EXTRACTED DATA
((

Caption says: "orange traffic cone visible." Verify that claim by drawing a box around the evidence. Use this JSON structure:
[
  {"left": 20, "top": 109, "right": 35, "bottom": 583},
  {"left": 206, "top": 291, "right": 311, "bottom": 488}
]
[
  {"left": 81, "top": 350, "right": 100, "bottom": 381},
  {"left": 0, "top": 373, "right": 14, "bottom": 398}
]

))

INSTRUCTIONS TO FOLLOW
Copy out the records above line for line, without changing a single character.

ANSWER TO THE EXERCISE
Caption says: "orange traffic cone visible." Verify that claim by drawing a box around the evidence. Use this JSON structure:
[
  {"left": 20, "top": 109, "right": 35, "bottom": 583},
  {"left": 206, "top": 291, "right": 311, "bottom": 488}
]
[
  {"left": 81, "top": 350, "right": 100, "bottom": 381},
  {"left": 0, "top": 373, "right": 14, "bottom": 398}
]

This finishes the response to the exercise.